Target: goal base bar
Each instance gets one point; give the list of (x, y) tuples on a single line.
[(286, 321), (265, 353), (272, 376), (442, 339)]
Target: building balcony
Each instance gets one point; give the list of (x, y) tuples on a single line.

§ **Instructions for the task**: Rewrite the entries above, putting "object" in place of "instance" and keeping everything else the same.

§ **Solution below**:
Target: goal base bar
Each object gets one point; give the list of (x, y) tuples on a single line.
[(286, 321), (265, 353), (272, 376), (442, 339)]
Target: building balcony
Each object gets one point; give the list of (x, y) tuples on a single line.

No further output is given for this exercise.